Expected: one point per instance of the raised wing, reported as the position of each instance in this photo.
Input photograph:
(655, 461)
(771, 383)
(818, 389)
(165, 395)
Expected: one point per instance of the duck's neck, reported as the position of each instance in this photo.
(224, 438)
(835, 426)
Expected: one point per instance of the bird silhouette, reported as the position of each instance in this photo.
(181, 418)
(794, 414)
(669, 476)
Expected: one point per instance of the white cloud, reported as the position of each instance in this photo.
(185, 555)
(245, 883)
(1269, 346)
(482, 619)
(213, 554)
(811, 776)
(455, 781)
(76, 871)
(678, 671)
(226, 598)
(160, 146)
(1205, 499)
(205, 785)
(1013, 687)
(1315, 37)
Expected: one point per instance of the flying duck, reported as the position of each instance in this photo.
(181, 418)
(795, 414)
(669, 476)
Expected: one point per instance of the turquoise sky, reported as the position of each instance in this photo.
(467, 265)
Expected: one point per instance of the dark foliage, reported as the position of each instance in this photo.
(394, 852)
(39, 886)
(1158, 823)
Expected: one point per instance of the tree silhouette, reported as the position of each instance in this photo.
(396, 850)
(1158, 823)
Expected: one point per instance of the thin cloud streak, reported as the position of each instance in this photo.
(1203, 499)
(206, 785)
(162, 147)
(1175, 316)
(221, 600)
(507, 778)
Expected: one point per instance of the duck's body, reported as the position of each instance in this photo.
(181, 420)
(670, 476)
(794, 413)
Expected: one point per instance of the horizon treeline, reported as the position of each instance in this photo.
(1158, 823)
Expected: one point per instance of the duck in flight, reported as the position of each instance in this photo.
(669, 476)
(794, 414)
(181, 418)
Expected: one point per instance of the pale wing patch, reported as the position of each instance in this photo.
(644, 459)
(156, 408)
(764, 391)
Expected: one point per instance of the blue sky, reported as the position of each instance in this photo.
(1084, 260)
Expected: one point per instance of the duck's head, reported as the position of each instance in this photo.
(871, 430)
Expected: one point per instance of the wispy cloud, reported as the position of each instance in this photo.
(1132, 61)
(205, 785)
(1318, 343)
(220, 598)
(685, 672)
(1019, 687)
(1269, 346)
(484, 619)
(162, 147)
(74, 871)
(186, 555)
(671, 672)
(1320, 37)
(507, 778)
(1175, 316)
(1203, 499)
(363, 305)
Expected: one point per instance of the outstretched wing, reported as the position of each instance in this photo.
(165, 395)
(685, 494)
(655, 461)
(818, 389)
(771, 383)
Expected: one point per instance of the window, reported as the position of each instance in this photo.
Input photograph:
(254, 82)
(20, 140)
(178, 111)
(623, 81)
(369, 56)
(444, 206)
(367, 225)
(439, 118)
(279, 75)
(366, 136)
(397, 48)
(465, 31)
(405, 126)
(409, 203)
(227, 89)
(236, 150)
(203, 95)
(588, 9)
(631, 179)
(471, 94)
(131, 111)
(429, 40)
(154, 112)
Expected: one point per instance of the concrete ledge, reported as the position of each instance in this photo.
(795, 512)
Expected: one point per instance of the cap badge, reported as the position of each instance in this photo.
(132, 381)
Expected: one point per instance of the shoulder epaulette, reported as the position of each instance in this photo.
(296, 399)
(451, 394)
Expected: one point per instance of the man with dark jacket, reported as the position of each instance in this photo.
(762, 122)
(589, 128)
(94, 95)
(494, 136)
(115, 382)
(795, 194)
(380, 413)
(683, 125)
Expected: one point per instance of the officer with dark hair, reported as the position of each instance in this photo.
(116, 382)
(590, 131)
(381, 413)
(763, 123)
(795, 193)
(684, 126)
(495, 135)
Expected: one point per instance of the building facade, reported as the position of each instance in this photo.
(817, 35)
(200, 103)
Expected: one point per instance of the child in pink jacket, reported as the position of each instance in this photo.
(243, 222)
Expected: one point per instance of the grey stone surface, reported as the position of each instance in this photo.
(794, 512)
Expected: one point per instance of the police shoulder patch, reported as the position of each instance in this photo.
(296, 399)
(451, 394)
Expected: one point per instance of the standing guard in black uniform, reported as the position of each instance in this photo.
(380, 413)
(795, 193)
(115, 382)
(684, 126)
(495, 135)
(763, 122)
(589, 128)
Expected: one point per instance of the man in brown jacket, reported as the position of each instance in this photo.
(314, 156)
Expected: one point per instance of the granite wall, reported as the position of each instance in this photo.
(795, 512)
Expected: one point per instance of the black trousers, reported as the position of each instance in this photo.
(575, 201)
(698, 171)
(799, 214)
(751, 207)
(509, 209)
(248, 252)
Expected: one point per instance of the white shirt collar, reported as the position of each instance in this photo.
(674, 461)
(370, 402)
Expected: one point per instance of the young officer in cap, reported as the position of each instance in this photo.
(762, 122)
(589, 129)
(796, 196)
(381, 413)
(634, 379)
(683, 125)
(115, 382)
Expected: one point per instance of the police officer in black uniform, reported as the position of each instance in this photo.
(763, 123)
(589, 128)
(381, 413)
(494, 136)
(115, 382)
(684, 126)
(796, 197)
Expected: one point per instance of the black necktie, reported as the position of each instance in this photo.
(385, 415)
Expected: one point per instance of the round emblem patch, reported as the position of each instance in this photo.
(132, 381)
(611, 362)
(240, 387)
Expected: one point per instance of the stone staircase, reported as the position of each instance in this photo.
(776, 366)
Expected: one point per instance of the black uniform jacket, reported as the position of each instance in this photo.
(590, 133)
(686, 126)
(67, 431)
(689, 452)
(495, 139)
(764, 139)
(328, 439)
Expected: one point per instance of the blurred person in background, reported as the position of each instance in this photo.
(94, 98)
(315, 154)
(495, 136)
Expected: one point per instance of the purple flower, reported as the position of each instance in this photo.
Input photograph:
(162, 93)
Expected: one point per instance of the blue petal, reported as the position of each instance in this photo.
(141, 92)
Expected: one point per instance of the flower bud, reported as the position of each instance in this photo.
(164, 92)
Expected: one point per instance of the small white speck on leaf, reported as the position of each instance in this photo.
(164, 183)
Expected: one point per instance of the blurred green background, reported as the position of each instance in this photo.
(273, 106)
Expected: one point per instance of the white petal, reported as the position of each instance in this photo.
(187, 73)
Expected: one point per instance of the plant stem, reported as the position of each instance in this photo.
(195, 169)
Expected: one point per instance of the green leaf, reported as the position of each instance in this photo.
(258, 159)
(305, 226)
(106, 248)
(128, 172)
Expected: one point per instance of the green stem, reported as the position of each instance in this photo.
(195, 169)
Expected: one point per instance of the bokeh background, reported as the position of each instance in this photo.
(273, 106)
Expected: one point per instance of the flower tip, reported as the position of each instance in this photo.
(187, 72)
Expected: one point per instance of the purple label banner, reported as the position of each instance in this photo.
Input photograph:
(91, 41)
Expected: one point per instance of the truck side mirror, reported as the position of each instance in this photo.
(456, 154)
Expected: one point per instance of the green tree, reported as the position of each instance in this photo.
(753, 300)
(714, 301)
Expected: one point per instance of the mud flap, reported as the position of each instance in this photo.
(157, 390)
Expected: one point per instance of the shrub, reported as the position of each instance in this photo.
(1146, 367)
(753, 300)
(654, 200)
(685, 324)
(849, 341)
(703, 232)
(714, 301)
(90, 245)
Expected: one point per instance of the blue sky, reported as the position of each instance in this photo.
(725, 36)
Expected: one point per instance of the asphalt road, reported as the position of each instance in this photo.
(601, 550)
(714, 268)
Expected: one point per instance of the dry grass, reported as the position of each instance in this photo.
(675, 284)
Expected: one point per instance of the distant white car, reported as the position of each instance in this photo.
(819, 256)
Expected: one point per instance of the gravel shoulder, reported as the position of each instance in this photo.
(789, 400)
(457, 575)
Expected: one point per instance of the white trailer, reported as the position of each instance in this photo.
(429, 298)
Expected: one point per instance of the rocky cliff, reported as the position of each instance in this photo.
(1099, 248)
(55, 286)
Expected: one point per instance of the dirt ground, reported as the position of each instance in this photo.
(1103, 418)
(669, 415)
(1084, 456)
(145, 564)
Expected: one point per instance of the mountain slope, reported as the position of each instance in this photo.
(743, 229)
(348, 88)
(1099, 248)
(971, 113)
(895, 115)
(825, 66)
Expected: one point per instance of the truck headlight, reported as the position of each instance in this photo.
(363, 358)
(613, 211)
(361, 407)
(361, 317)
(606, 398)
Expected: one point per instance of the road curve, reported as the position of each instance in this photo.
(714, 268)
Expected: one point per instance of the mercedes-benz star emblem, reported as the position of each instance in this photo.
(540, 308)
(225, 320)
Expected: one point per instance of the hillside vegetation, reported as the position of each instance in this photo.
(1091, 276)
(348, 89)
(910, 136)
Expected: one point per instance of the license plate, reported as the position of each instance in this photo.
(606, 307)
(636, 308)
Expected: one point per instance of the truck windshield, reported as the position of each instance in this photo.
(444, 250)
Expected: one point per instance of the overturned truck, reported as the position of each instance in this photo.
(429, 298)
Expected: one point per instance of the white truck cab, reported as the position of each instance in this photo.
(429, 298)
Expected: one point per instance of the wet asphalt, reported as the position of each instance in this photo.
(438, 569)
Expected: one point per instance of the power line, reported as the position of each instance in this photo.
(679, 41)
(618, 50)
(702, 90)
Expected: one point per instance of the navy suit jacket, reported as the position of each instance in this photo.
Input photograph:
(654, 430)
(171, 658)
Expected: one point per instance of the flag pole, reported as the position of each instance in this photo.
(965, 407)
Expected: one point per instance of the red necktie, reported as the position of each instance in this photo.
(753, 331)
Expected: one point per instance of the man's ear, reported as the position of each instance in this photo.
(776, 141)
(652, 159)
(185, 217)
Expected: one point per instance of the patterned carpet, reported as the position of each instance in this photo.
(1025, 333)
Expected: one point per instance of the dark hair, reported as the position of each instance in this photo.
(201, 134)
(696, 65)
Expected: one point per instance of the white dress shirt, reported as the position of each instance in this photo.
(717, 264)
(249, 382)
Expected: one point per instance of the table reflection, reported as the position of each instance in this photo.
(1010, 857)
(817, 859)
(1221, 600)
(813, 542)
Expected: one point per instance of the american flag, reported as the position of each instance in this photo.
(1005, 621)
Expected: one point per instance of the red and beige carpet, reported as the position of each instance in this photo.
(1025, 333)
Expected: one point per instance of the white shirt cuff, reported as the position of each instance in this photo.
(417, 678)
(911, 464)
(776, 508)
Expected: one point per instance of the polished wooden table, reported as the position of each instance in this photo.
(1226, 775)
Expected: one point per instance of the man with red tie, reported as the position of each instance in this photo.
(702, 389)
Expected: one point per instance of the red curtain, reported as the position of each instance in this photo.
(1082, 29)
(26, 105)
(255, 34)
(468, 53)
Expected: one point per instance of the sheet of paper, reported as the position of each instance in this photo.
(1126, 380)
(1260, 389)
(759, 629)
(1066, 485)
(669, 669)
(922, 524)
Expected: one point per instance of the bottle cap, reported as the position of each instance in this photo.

══════════

• WORK REQUIRED: Output, unchanged, the lines from the line with "Expected: one point per instance of the red and" through the final line of the material.

• REPLY:
Expected: one point per instance of the red and beige carpet, reported as the position of each instance in this photo.
(1025, 333)
Expected: one point per instance of the white shirt cuff, reported as the position of each instance in this photo.
(417, 678)
(911, 464)
(776, 508)
Expected: one point per instance of the polished wooden table, reported as the position of each instance in this photo.
(1226, 775)
Expected: one point per instance of the man with red tie, reported as the position of each instance in this photo.
(702, 389)
Expected: one point per instance of the red curtain, reported as the position of each instance in this photo.
(1082, 29)
(26, 105)
(255, 34)
(468, 53)
Expected: one point per instance of the sheet of paper, reported as the position of each instance in this photo.
(1126, 380)
(1260, 389)
(759, 629)
(1066, 485)
(669, 669)
(922, 524)
Expected: one point per instance of the bottle cap, reported as the position of each instance in this photo.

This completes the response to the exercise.